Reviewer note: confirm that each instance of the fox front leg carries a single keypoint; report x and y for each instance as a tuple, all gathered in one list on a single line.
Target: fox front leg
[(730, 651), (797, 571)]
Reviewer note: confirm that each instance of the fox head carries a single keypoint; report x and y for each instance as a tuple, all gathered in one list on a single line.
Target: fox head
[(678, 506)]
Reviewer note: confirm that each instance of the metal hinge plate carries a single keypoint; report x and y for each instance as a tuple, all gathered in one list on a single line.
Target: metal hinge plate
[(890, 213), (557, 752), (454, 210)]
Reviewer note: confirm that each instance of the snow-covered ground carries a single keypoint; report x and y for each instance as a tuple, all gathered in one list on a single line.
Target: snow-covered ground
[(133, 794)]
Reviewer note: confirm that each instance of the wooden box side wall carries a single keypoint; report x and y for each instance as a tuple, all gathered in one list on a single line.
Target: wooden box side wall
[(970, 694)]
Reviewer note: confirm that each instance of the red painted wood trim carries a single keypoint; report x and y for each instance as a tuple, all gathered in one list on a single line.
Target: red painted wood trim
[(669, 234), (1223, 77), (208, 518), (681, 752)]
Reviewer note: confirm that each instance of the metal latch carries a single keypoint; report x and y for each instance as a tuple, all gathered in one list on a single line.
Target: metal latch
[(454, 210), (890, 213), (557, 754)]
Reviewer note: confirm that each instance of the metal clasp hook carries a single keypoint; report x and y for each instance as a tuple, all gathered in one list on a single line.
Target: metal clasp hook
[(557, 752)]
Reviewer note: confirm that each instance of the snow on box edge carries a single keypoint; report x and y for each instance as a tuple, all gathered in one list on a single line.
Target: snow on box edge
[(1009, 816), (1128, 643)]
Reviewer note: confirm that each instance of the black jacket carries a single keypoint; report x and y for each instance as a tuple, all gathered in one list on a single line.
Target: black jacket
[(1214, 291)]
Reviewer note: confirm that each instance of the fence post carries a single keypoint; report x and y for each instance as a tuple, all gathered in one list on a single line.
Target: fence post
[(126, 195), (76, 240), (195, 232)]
################
# Exercise goal
Copy whichever lines of the records above contain the word "each".

# Task output
Reviewer note: confirm that each instance of the fox front leg carries a single keypoint; report x and y for each instance as a tuple, all gathered in one list on a single line.
Reviewer note: confirm that each instance of the fox head carries a single keypoint; report x and y for each instance as a tuple, all gathered in one list on a single line.
Reviewer note: confirm that each instance of the metal hinge plate carries a single keypoint; report x and y for each instance as a tuple, all gathered in one list on a single line.
Reviewer note: confirm that each instance of the snow-covered ground carries a single keypoint; report x and y for each instance as a tuple, all gathered in one list on a single line.
Reviewer note: confirm that each instance of the wooden box side wall carries a single keypoint; report x and y for each instance as a tuple, all gathered in one list on a single line.
Reviewer note: confirm that each instance of the red painted wood trim carries a single keypoint; report x and y for each instance as a tuple, all gathered in one list on a single line.
Reviewer note: confirm that each instance of the metal latch carries a single keypoint; report x and y for each instance as a tuple, all gathered in one list on a single line.
Reviewer note: confirm that each instance of the metal clasp hook carries a single keypoint; report x and y for each instance as a tuple, all gathered in one list on a single line.
Reviewer note: confirm that each instance of the snow on box edge carries a single keypoint; report x and y for each instance as a tuple, all gathered in one list on a single line.
Reviewer note: confirm that each instance of the black jacket carries a single keypoint; report x and y for each instance as a tuple, all gathered in one list on a single line.
Reviewer note: confirm that each instance of the fence post carries a single keypoint; report x and y for each instance as a tuple, all gathered in one list on a single line.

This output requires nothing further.